Encantos e desencantos de idosos

IdososQuando idosos, velhos amigos encontram-se apenas ocasionalmente. E os lugares são sempre os mesmos: farmácias, consultórios médicos ou odontológicos, hospitais, em velórios. Os olhares que se trocam são de cumplicidade, algo revelador de fragilidades e desencantos. “Tempus fugit”, mas só se tem consciência disso quando já aconteceu. Quem provou provou, quem não provou não prova mais.

- Dados guardados -
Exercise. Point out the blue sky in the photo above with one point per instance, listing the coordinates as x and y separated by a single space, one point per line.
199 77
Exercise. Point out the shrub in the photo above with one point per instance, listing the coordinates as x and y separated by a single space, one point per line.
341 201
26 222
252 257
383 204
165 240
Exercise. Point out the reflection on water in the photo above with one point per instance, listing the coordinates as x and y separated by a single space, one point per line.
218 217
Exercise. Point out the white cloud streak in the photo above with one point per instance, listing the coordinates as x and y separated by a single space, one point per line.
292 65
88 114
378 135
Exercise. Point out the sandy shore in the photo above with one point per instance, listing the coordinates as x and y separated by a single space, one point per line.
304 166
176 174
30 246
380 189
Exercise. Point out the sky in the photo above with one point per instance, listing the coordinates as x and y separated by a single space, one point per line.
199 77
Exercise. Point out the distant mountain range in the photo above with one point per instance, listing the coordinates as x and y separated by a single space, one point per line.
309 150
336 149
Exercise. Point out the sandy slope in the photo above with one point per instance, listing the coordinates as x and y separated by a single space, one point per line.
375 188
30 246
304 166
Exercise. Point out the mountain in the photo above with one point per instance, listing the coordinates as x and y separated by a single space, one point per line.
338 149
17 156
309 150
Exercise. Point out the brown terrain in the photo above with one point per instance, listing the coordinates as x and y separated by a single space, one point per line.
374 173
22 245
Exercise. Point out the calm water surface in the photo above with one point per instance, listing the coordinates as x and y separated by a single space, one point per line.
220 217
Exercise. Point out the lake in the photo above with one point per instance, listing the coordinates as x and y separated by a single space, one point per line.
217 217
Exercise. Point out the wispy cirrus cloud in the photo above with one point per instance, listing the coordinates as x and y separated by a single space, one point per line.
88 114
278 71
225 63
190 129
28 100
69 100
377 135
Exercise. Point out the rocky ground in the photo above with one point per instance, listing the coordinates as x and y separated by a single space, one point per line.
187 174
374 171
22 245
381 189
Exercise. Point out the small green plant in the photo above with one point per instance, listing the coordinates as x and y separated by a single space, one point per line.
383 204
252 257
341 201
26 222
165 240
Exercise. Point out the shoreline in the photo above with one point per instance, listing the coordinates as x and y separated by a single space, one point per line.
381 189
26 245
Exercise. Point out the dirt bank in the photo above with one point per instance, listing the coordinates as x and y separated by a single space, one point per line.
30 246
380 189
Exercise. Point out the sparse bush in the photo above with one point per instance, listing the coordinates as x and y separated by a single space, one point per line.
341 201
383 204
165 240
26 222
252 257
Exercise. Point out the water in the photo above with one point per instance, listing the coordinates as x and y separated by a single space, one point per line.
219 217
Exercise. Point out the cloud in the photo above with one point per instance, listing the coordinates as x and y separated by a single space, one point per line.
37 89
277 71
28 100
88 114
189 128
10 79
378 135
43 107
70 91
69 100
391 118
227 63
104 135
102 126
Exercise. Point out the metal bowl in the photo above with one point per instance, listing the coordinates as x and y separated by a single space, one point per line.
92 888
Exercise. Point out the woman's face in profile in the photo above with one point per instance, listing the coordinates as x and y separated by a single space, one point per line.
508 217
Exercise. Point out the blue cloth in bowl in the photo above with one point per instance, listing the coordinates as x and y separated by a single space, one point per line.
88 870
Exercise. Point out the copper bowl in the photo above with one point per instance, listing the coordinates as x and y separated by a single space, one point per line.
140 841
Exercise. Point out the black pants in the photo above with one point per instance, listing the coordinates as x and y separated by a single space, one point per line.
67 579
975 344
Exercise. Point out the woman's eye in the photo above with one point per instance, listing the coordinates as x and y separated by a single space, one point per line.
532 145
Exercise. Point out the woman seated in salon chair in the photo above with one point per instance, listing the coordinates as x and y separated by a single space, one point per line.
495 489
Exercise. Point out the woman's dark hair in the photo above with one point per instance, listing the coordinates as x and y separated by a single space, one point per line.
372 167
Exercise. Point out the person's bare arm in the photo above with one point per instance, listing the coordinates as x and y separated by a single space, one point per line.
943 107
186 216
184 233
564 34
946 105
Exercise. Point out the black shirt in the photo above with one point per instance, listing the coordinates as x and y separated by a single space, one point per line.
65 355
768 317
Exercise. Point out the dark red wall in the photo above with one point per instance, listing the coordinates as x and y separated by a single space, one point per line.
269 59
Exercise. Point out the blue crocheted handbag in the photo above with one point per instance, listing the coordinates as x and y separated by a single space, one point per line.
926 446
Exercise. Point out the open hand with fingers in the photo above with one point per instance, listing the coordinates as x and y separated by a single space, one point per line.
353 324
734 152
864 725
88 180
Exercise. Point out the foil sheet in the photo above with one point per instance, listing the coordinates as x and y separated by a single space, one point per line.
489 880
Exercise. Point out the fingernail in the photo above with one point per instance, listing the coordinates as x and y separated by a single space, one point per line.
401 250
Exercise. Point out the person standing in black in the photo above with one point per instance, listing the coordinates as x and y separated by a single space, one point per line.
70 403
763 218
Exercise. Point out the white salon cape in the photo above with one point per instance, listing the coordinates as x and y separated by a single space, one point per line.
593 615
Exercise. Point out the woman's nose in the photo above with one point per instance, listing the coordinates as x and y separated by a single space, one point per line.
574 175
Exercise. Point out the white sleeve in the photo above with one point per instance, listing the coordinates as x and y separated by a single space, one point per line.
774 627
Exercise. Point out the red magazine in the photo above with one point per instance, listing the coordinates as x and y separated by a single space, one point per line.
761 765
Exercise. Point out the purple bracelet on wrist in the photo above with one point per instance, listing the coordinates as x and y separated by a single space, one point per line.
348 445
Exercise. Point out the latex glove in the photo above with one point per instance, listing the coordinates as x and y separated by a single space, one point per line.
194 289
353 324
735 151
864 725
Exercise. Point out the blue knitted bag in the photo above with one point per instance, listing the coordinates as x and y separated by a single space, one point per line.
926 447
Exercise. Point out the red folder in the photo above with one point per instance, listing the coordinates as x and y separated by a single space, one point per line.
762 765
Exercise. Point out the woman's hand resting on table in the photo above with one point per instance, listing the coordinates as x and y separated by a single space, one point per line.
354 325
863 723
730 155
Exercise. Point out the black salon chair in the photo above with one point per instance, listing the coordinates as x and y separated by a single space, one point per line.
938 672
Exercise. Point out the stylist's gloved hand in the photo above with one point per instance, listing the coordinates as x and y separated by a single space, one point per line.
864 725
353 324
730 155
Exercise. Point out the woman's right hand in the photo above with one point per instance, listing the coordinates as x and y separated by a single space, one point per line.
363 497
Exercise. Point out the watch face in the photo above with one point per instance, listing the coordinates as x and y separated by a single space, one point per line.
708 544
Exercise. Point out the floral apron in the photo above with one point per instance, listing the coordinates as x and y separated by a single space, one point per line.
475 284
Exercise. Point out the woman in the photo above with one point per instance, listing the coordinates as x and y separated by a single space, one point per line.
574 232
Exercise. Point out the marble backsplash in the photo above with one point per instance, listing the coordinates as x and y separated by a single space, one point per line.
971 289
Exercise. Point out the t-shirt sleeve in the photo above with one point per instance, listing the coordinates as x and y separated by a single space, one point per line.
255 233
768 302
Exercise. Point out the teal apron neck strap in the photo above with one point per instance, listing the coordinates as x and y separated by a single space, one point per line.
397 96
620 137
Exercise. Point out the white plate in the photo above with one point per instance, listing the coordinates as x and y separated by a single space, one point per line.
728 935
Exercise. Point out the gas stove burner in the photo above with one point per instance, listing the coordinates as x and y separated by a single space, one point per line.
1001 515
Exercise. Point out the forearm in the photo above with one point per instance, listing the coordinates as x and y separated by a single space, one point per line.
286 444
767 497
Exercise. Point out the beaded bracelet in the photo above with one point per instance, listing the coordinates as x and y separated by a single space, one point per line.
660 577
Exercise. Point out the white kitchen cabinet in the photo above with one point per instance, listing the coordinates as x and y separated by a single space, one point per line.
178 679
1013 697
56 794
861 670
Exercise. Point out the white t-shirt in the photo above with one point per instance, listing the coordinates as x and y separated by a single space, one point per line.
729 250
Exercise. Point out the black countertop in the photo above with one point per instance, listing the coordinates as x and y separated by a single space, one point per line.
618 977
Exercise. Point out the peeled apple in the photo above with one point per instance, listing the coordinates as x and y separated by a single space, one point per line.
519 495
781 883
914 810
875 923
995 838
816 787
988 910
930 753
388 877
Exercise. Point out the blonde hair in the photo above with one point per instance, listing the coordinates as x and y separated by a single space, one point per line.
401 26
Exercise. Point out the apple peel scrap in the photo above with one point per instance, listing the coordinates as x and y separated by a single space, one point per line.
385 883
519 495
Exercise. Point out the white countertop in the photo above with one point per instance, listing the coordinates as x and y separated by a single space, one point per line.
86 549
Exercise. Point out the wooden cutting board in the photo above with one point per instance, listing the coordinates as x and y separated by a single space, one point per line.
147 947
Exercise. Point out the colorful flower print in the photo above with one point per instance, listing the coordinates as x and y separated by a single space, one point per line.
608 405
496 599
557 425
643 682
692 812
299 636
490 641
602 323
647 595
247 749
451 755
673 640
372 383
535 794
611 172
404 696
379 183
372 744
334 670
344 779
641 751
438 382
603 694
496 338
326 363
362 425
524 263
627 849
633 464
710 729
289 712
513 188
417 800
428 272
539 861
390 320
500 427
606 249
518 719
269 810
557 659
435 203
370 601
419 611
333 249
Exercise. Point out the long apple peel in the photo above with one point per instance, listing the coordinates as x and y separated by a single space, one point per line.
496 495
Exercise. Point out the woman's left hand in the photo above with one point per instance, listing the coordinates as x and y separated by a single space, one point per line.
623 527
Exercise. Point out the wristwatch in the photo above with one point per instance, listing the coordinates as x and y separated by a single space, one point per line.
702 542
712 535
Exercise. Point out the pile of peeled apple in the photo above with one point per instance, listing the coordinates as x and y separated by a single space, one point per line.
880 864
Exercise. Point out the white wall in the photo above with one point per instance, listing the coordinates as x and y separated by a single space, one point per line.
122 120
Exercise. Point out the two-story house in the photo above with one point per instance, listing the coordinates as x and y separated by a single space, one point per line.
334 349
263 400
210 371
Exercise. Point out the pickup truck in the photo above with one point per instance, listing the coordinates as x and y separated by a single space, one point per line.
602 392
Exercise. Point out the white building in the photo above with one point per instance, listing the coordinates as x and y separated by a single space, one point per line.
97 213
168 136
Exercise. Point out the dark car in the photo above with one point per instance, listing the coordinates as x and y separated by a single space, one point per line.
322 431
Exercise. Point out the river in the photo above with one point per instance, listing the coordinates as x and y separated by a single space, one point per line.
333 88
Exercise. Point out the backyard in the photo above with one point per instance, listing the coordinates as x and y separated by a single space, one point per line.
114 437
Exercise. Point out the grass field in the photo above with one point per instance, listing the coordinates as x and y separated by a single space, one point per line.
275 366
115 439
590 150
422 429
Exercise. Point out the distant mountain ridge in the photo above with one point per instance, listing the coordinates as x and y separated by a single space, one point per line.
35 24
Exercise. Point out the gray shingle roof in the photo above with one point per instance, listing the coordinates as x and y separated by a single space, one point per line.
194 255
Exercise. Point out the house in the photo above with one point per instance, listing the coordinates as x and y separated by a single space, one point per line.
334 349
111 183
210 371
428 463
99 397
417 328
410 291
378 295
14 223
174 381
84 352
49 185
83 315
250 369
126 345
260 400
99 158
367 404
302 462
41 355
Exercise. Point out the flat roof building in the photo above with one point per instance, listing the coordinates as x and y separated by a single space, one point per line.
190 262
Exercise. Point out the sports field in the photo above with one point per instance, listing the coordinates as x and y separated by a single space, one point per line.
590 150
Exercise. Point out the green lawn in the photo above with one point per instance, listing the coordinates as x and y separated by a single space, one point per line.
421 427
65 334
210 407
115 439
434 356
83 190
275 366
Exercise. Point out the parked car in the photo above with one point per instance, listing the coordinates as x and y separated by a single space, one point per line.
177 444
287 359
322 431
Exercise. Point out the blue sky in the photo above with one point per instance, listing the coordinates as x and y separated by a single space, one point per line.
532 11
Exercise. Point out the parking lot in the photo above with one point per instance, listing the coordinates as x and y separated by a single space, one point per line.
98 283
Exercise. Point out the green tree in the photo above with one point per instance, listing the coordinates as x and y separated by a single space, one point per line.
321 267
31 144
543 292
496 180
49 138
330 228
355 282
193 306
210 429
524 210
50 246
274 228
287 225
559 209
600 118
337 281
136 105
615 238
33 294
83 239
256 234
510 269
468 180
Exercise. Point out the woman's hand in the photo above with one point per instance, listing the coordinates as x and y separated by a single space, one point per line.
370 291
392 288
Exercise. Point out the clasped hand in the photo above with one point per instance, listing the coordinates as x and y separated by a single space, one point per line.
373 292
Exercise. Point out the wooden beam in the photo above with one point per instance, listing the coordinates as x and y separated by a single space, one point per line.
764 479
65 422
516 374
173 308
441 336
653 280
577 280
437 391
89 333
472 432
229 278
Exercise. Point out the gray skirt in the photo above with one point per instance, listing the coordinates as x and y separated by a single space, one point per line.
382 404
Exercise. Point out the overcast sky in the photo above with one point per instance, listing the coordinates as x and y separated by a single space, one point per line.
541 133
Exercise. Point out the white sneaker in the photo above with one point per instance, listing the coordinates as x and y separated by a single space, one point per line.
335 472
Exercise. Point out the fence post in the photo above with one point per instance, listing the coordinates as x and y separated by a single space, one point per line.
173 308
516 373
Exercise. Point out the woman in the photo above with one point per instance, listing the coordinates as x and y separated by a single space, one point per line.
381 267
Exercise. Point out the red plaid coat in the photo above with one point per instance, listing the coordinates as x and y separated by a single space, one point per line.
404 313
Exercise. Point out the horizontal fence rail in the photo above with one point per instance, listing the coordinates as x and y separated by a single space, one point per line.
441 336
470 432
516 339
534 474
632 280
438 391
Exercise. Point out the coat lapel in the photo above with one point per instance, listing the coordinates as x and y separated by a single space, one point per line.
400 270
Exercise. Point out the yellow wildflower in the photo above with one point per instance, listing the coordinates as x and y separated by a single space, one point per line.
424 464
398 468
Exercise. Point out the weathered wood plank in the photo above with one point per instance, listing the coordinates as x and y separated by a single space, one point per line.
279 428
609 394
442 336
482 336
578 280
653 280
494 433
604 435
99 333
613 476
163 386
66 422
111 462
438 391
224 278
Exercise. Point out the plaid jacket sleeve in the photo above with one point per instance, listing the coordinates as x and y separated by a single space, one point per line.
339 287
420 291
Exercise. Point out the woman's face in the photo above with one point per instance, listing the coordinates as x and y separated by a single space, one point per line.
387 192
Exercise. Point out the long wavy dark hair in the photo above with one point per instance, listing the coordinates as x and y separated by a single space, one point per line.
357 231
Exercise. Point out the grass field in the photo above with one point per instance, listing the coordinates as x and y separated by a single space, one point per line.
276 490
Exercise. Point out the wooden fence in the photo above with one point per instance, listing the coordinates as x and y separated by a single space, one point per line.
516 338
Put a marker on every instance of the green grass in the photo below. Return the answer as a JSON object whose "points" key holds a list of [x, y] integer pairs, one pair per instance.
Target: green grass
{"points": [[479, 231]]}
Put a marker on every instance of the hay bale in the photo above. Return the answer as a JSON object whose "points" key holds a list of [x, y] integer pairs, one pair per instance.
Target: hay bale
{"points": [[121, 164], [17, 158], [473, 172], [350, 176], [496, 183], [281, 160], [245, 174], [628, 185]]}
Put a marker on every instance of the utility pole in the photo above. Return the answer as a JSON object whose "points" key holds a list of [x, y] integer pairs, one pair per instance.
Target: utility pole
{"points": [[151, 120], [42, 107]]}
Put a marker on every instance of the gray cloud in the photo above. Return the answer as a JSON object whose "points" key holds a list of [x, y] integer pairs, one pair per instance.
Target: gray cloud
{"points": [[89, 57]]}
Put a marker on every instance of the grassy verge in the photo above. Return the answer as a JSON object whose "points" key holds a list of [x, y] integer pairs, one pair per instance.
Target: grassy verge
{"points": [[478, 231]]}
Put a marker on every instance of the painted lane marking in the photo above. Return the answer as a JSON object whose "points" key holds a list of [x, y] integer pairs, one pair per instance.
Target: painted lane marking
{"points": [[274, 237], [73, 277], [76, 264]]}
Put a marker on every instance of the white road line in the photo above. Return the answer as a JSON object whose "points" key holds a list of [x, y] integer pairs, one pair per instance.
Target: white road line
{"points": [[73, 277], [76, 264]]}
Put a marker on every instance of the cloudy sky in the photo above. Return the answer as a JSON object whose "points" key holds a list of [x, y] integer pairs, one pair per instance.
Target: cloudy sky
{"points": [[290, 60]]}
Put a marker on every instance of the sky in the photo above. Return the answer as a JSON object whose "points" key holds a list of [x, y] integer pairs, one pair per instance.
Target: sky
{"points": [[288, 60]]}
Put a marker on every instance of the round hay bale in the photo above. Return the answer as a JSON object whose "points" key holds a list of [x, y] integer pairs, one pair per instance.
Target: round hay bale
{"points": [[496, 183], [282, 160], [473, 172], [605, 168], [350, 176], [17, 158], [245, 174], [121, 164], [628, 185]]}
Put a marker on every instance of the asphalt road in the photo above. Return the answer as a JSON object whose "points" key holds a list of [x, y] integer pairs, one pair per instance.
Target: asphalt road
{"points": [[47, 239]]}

- Problemas a resolver -
1: Atualize o trecho sobre idosos entre "Encantos e desencantos" e "não prova mais.", inclusive, trocando "velhos amigos" por "antigos companheiros".
2: Resuma em duas frases o trecho sobre idosos.

- Respostas por tarefa -
1:
Encantos e desencantos de idosos

IdososQuando idosos, antigos companheiros encontram-se apenas ocasionalmente. E os lugares são sempre os mesmos: farmácias, consultórios médicos ou odontológicos, hospitais, em velórios. Os olhares que se trocam são de cumplicidade, algo revelador de fragilidades e desencantos. “Tempus fugit”, mas só se tem consciência disso quando já aconteceu. Quem provou provou, quem não provou não prova mais.

2: Na velhice, velhos amigos só se encontram de vez em quando, e sempre nos mesmos lugares: farmácias, consultórios, hospitais e velórios. Os olhares que trocam são de cumplicidade e mostram fragilidades e desencantos, e o tempo foge sem que se perceba antes de ter passado.